Mets en CSV à deux colonnes, « texte » et « réponse », la partie des entrées qui va du début jusqu'à la ligne contenant « [677,0,1343,387] » incluse, avec une ligne par entrée. Place chaque valeur dans un seul champ entre guillemets et remplace les sauts de ligne par des espaces.

##############################

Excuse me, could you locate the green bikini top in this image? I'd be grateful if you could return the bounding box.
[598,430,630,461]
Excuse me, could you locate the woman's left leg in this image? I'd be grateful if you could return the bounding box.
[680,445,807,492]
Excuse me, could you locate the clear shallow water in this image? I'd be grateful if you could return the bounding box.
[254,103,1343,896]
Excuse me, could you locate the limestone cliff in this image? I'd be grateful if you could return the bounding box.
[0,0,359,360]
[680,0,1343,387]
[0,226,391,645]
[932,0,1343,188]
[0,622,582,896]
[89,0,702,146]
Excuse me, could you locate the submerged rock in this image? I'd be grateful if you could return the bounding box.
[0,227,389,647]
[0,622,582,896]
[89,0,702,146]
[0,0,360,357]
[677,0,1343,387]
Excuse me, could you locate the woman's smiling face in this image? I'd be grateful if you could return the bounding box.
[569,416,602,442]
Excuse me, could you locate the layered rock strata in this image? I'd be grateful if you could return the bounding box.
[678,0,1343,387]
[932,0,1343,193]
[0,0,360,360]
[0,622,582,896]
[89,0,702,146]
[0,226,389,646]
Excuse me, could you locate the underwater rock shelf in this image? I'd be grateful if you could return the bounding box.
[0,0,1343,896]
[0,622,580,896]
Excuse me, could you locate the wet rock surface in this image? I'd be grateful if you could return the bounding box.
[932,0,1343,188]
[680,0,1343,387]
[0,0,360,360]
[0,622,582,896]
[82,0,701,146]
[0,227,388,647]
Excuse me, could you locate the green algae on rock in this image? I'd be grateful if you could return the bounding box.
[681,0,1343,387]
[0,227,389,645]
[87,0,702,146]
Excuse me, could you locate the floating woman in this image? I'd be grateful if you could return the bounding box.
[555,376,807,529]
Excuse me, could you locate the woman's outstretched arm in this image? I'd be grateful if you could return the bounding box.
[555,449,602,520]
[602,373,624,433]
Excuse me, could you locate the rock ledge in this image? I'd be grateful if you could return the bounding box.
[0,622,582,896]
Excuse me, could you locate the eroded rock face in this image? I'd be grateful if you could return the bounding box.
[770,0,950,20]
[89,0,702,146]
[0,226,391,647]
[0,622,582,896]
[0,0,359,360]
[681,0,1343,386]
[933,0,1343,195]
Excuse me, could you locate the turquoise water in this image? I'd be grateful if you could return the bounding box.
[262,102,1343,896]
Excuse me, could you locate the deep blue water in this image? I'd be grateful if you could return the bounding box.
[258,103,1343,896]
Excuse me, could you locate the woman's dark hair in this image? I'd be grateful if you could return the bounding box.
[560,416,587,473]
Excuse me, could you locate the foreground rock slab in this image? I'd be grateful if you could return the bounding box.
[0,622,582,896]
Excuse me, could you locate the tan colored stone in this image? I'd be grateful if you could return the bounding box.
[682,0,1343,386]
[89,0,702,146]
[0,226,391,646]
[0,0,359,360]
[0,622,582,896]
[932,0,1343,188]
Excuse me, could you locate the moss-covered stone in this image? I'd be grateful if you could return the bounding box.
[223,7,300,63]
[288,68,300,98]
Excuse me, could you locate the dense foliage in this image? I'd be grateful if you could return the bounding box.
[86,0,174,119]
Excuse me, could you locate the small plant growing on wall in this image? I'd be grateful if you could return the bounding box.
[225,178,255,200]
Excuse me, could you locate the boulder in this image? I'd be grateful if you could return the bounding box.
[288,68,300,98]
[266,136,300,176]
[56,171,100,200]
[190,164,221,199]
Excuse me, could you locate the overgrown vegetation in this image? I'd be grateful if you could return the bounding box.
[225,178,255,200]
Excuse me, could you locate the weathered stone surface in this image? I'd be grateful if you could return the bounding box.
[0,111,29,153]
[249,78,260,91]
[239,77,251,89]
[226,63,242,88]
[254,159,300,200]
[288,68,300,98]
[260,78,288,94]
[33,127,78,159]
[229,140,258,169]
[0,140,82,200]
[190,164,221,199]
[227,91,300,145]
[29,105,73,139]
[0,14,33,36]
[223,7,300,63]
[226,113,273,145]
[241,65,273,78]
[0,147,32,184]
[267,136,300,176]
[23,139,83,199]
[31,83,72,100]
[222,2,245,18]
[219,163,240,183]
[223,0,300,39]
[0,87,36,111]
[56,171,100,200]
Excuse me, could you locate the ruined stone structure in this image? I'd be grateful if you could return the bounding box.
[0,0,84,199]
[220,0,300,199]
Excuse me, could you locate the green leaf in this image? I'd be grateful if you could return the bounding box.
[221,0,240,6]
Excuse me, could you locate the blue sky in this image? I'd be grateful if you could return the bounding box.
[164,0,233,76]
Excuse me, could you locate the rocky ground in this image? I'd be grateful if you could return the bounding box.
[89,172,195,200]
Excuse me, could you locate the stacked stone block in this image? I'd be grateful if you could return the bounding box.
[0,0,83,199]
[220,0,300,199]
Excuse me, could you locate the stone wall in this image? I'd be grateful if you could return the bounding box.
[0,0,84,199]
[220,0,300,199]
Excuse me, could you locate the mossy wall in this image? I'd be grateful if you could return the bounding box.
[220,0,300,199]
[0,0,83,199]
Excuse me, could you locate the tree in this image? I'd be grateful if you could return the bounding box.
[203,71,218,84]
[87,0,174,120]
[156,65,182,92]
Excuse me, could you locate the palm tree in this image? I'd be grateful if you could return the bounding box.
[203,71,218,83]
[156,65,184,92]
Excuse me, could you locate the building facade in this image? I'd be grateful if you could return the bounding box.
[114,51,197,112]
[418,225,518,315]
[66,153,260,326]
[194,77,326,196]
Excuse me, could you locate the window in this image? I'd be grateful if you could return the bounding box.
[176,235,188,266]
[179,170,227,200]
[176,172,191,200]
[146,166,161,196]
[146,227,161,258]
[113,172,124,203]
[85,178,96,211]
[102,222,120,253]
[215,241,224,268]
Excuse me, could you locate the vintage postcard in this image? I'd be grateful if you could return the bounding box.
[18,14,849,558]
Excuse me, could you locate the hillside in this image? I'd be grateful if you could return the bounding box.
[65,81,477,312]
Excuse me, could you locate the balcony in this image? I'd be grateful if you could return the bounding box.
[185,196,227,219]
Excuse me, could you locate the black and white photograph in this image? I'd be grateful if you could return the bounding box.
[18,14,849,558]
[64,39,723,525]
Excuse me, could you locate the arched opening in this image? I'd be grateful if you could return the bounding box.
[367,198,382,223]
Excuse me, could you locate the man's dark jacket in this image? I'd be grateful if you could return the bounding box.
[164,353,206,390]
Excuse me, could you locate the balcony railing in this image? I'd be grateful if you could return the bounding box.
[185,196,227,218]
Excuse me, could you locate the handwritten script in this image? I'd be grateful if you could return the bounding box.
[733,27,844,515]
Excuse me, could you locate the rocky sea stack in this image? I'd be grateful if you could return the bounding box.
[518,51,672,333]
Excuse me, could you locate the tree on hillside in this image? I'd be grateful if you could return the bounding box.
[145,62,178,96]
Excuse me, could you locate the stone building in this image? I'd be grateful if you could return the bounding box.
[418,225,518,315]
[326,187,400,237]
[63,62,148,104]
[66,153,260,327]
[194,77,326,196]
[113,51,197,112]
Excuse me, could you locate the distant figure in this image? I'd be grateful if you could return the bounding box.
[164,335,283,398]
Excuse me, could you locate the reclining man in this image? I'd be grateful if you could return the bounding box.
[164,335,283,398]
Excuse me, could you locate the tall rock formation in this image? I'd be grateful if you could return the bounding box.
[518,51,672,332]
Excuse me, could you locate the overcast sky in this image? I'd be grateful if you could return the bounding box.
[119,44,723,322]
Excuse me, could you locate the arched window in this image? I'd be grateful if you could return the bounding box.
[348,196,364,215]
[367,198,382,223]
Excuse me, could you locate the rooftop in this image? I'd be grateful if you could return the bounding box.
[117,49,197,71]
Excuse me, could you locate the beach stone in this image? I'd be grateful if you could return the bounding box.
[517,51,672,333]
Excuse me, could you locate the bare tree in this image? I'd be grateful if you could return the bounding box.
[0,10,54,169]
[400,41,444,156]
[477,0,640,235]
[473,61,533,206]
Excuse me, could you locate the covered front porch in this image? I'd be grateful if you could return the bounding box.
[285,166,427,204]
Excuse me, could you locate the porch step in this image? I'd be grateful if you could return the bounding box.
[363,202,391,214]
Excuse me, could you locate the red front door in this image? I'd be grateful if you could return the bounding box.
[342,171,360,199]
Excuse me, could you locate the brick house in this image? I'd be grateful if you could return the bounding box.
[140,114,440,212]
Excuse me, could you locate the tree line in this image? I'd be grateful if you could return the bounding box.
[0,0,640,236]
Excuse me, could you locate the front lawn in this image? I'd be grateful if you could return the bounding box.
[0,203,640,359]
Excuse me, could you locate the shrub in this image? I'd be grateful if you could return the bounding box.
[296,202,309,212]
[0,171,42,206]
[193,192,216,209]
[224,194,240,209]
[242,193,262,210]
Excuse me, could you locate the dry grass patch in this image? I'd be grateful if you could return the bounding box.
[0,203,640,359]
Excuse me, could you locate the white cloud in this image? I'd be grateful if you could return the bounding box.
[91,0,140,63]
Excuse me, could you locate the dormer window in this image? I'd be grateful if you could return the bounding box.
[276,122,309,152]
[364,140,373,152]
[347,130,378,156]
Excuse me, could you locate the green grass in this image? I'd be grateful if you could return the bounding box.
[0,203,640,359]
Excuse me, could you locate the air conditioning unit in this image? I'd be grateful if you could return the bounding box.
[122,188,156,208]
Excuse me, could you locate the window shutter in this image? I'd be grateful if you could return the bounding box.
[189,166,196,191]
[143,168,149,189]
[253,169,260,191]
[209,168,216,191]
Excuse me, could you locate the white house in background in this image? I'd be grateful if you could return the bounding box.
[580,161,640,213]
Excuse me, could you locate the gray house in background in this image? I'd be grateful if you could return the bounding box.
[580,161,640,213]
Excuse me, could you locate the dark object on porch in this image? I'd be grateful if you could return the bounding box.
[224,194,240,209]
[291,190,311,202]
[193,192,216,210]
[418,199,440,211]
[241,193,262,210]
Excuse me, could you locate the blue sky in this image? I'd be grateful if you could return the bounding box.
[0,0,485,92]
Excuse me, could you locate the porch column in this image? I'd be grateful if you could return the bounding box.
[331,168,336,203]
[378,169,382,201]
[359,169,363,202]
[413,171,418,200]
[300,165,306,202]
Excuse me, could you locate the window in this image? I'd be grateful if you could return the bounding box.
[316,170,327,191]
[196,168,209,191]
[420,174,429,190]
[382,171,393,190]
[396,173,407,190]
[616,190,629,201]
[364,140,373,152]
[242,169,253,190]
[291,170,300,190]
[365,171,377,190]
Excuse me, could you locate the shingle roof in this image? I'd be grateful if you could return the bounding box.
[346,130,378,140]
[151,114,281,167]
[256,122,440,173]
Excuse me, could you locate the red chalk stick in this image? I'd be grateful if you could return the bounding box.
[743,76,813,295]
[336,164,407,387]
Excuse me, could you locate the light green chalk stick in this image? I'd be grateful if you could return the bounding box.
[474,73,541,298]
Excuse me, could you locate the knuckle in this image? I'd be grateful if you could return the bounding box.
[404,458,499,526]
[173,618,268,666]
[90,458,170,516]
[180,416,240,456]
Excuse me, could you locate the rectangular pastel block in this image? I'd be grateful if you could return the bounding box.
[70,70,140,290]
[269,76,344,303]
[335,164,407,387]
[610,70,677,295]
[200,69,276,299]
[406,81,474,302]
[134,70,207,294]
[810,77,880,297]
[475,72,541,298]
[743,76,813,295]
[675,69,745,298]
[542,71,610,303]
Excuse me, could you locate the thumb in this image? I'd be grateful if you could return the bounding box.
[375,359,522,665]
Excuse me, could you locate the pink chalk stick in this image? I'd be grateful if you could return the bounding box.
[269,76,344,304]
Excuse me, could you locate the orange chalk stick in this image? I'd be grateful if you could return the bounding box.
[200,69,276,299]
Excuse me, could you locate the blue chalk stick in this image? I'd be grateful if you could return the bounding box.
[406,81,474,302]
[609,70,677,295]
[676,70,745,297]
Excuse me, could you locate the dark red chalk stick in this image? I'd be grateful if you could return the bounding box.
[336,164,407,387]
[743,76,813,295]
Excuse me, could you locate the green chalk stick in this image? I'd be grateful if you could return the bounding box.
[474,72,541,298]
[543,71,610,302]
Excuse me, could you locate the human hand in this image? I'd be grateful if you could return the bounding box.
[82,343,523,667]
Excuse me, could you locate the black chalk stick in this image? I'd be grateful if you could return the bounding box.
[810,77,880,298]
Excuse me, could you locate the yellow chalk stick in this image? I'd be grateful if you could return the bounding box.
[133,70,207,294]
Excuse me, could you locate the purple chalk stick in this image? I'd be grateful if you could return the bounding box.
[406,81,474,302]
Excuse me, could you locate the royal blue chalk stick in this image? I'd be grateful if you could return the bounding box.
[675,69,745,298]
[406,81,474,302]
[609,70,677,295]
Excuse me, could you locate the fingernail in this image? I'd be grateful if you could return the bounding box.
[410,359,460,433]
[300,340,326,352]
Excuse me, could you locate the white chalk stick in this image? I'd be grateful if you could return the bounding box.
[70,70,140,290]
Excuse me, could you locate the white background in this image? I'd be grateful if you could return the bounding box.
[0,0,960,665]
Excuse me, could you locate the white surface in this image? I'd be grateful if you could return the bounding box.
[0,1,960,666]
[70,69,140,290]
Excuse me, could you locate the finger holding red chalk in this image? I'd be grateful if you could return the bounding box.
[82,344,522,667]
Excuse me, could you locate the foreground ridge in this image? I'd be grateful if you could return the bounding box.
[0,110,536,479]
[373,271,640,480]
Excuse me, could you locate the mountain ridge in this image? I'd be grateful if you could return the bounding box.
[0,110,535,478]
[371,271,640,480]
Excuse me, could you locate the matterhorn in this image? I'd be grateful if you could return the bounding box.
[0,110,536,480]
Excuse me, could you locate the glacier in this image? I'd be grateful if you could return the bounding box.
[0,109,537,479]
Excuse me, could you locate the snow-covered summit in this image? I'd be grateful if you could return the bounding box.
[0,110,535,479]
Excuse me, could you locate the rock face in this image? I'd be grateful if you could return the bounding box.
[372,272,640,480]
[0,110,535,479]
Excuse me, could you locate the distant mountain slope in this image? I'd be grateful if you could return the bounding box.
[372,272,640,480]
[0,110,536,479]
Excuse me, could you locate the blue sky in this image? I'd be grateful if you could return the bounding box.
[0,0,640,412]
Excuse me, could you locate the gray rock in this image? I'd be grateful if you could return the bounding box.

##############################

§ **RÉSULTAT ATTENDU**:
texte,réponse
"Excuse me, could you locate the green bikini top in this image? I'd be grateful if you could return the bounding box.","[598,430,630,461]"
"Excuse me, could you locate the woman's left leg in this image? I'd be grateful if you could return the bounding box.","[680,445,807,492]"
"Excuse me, could you locate the clear shallow water in this image? I'd be grateful if you could return the bounding box.","[254,103,1343,896]"
"Excuse me, could you locate the limestone cliff in this image? I'd be grateful if you could return the bounding box.","[0,0,359,360] [680,0,1343,387] [0,226,391,645] [932,0,1343,188] [0,622,582,896] [89,0,702,146]"
"Excuse me, could you locate the submerged rock in this image? I'd be grateful if you could return the bounding box.","[0,227,389,647] [0,622,582,896] [89,0,702,146] [0,0,360,357] [677,0,1343,387]"